- [Exercise requirements]:
Return, unchanged and with both ends included, the lines in the listing below from the line with "For the evaluation set, tag every instance of the gray siding" to the line with "[[229, 204]]".

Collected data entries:
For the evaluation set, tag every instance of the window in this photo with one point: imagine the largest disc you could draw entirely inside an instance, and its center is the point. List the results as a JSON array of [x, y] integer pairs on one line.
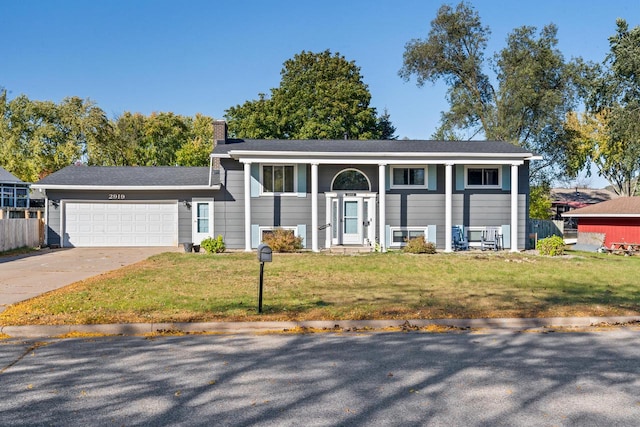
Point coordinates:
[[412, 176], [400, 236], [278, 178], [483, 176], [266, 231], [350, 179]]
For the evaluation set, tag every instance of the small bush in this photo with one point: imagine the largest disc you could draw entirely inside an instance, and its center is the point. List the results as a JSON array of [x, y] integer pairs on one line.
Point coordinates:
[[553, 246], [419, 245], [212, 245], [281, 240]]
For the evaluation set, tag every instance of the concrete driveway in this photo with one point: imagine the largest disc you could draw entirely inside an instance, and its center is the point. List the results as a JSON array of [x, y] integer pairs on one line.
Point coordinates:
[[26, 276]]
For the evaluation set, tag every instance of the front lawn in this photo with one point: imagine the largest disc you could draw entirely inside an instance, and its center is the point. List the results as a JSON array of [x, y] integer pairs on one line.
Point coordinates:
[[198, 287]]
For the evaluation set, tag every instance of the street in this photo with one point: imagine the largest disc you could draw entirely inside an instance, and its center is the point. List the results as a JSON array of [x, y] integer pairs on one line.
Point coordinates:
[[327, 379]]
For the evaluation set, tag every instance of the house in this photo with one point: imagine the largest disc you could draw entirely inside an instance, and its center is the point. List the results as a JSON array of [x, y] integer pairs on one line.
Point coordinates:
[[330, 192], [565, 199], [14, 195], [613, 221]]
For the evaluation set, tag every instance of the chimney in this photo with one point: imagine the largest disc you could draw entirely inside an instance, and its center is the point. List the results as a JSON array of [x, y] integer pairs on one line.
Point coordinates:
[[220, 131]]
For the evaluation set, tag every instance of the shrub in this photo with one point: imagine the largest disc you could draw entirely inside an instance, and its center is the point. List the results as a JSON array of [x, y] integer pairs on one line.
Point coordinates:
[[419, 245], [281, 240], [212, 245], [553, 246]]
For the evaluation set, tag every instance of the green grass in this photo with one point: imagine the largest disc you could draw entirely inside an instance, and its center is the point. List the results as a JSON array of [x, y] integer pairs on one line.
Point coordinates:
[[198, 287]]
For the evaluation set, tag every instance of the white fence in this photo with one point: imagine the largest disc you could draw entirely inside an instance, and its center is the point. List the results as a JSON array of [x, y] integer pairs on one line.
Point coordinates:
[[20, 232]]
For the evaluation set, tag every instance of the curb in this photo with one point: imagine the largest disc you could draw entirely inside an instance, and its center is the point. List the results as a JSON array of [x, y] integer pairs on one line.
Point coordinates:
[[132, 329]]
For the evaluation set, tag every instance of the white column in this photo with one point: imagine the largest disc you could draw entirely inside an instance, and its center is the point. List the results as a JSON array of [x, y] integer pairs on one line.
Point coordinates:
[[382, 203], [448, 206], [314, 207], [328, 230], [247, 207], [514, 208]]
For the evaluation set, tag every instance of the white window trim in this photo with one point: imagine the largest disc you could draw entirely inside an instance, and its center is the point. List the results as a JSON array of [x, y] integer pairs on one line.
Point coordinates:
[[391, 243], [263, 229], [401, 186], [271, 193], [351, 191], [466, 176]]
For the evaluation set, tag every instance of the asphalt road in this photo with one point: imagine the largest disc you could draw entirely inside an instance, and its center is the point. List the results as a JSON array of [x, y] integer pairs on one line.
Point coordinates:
[[350, 379]]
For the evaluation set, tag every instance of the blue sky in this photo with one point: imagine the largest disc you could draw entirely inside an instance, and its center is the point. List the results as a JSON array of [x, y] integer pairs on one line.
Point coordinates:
[[205, 56]]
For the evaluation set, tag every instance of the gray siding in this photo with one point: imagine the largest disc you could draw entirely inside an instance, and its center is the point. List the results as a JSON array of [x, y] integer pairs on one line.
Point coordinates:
[[229, 204]]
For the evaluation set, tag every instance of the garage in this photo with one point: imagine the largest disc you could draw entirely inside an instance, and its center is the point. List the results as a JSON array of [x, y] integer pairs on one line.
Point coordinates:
[[120, 224]]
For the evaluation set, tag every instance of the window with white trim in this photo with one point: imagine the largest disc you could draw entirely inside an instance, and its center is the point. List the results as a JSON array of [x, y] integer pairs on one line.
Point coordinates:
[[264, 231], [408, 177], [278, 178], [483, 176], [401, 235]]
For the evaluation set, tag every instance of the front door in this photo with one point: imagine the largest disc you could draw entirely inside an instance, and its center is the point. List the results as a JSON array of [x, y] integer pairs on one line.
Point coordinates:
[[352, 221], [202, 215]]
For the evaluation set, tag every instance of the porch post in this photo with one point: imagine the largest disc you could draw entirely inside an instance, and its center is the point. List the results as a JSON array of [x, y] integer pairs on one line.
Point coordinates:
[[328, 230], [314, 207], [448, 206], [382, 203], [247, 206], [514, 208]]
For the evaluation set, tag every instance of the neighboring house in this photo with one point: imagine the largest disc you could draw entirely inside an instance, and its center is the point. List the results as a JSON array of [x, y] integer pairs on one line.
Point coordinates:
[[565, 199], [14, 195], [330, 192], [616, 220]]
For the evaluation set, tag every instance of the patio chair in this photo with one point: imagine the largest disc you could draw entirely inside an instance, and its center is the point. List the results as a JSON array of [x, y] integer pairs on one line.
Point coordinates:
[[459, 240], [491, 239]]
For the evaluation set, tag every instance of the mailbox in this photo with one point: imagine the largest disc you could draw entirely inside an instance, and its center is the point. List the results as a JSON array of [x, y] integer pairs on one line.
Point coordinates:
[[264, 253]]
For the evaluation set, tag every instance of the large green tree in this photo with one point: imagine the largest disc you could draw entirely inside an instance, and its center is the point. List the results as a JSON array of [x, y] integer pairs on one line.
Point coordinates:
[[525, 100], [321, 96], [40, 137], [608, 135]]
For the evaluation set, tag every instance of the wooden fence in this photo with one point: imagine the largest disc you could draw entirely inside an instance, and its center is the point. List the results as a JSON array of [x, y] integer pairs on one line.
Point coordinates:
[[21, 232]]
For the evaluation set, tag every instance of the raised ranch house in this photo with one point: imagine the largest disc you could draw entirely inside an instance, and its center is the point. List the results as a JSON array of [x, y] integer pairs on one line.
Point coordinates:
[[14, 195], [330, 192]]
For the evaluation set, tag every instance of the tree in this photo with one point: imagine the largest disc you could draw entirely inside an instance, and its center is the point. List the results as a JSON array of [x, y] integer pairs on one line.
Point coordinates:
[[321, 96], [40, 137], [164, 134], [609, 133], [196, 151], [535, 86]]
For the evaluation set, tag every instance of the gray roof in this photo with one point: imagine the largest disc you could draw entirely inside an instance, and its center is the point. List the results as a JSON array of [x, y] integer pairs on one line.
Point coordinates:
[[370, 146], [7, 177], [151, 176]]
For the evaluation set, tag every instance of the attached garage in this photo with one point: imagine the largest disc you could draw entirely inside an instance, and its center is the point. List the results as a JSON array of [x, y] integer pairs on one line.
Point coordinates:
[[120, 224], [121, 206]]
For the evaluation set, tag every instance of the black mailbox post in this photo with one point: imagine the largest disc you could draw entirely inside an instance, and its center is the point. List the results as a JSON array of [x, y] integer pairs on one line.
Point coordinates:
[[264, 255]]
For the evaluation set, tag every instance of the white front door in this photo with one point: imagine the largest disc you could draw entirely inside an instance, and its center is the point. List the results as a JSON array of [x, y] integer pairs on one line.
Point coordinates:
[[352, 221], [202, 214]]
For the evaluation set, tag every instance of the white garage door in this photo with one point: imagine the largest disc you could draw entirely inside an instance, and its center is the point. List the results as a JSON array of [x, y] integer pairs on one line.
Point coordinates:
[[121, 224]]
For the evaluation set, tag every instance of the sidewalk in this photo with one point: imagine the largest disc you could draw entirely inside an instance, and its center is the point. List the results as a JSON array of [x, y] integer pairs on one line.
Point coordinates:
[[506, 325]]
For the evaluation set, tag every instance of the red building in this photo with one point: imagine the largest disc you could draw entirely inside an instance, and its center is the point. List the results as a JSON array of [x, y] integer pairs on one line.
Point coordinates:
[[618, 220]]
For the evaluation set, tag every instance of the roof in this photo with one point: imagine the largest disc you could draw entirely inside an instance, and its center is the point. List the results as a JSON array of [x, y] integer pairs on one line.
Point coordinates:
[[620, 207], [580, 197], [131, 177], [7, 177], [370, 148]]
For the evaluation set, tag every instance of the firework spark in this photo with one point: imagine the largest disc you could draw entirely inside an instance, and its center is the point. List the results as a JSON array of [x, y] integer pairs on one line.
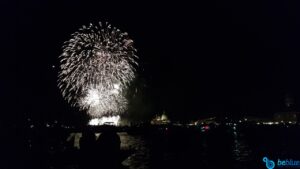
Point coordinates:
[[96, 67]]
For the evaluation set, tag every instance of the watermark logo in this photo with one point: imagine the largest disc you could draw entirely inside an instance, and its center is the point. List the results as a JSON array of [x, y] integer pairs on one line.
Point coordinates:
[[288, 163], [270, 164]]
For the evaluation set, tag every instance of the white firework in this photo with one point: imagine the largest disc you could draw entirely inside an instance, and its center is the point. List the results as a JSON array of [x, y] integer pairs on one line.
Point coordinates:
[[96, 67]]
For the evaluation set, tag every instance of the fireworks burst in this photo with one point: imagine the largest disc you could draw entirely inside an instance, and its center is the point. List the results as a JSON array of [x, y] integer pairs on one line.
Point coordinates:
[[96, 67]]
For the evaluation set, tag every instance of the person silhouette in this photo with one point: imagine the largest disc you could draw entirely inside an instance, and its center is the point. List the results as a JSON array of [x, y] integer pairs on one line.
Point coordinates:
[[87, 145]]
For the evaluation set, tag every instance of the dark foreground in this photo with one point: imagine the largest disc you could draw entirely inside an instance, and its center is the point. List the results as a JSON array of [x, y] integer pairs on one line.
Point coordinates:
[[209, 147]]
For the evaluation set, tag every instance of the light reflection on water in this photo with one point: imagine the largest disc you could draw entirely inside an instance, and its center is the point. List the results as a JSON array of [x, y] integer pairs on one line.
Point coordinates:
[[140, 158]]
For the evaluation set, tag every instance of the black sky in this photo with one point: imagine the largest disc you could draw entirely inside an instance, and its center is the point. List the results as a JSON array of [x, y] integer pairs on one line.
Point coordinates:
[[197, 59]]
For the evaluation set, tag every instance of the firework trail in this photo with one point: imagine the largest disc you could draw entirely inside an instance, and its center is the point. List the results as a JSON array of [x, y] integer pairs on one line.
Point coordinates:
[[96, 67]]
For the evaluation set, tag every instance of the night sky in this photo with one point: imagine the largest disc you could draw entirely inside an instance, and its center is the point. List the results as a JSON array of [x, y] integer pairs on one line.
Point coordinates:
[[196, 59]]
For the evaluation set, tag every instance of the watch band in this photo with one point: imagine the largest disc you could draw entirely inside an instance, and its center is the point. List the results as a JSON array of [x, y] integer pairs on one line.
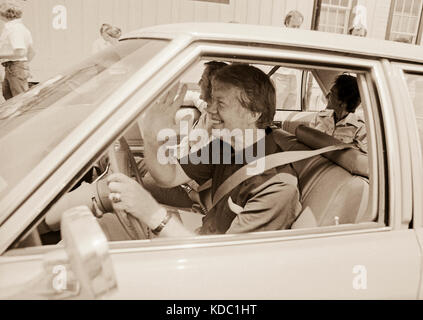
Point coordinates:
[[163, 224]]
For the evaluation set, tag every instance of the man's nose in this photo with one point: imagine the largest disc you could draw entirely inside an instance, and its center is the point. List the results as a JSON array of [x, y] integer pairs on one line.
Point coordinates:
[[212, 107]]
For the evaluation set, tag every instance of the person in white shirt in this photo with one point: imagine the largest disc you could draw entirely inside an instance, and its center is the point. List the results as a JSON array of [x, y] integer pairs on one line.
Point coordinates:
[[16, 50], [109, 37], [294, 19], [339, 118]]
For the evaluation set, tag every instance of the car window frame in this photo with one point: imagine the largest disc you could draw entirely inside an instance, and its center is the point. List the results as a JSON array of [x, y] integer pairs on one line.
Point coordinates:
[[241, 53], [416, 153]]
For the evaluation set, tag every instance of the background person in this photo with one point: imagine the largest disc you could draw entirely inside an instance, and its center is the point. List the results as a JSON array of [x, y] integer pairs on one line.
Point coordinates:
[[109, 36], [359, 24], [294, 19], [16, 50], [339, 119]]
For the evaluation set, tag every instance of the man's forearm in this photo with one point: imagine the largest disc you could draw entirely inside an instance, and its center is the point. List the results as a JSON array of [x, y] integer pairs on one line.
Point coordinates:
[[163, 174]]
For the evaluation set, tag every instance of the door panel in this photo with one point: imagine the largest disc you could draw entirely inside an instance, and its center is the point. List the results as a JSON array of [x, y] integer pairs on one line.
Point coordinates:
[[318, 268]]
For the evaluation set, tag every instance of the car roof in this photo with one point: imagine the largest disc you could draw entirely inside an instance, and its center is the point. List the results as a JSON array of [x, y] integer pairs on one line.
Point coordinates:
[[311, 39]]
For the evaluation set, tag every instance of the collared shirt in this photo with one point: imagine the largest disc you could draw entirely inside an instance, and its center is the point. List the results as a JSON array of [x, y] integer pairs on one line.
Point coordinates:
[[350, 129], [15, 36], [266, 201]]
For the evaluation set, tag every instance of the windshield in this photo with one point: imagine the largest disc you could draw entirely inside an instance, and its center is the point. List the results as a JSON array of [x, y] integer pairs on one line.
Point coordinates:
[[34, 123]]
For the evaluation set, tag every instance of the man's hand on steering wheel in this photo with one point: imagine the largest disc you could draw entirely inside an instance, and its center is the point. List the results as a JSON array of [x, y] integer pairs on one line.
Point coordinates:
[[129, 196]]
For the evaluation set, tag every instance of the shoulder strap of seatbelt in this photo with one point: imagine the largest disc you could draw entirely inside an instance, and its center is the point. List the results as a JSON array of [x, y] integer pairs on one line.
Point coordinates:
[[270, 162]]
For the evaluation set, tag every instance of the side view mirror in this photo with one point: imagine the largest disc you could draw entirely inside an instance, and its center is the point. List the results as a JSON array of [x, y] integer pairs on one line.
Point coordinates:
[[80, 269], [88, 252]]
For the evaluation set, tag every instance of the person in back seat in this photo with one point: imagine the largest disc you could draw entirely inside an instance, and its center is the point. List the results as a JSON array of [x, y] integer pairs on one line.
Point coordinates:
[[339, 119]]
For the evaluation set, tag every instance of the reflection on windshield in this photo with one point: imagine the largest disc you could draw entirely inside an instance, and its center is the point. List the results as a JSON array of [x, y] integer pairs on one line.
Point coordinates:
[[36, 122], [43, 95]]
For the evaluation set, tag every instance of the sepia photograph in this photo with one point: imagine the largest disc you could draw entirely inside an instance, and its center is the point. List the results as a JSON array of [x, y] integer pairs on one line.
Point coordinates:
[[211, 150]]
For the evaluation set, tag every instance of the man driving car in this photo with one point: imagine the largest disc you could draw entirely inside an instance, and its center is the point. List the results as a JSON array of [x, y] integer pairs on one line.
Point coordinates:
[[243, 102]]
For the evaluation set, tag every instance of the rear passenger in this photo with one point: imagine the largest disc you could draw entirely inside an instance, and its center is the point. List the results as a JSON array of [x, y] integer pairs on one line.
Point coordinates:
[[339, 119]]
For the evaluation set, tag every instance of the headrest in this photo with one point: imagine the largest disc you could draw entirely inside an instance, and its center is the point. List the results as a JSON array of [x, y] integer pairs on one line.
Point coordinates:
[[352, 160]]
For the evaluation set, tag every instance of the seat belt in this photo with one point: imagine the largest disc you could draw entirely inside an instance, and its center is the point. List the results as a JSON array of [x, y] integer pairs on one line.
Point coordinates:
[[271, 161]]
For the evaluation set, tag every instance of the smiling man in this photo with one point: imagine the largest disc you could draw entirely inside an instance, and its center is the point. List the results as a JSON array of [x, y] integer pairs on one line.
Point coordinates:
[[243, 103]]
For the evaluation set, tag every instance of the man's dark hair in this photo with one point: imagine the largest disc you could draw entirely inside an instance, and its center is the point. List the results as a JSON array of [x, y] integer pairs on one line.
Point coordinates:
[[212, 67], [257, 91], [348, 91]]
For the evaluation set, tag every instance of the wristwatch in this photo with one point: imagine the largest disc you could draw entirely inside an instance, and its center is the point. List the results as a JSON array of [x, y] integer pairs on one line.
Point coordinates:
[[162, 225]]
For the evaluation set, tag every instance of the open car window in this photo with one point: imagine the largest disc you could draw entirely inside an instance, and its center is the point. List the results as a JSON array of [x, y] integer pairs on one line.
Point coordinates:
[[314, 176]]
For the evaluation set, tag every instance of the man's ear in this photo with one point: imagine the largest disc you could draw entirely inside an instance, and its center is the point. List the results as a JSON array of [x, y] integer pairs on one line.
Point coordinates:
[[254, 117]]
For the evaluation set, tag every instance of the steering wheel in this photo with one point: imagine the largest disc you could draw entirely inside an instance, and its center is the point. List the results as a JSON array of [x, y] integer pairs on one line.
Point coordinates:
[[122, 160]]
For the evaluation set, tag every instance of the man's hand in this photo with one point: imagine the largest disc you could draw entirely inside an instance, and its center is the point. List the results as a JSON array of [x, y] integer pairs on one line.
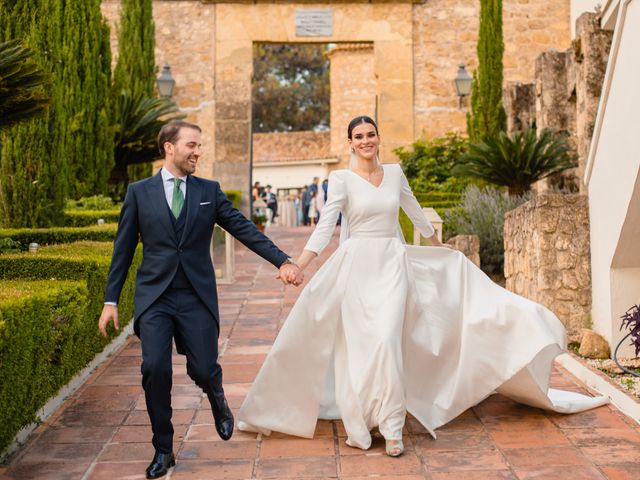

- [Exercise response]:
For the evaluation set, tag every instance of the gray siding in this photo with one point: imagine the largest disc you could draw entirely inside an instance, and its center is the point. List the results as a JSON array of [x, y] integer pairs on one line.
Point coordinates:
[[229, 204]]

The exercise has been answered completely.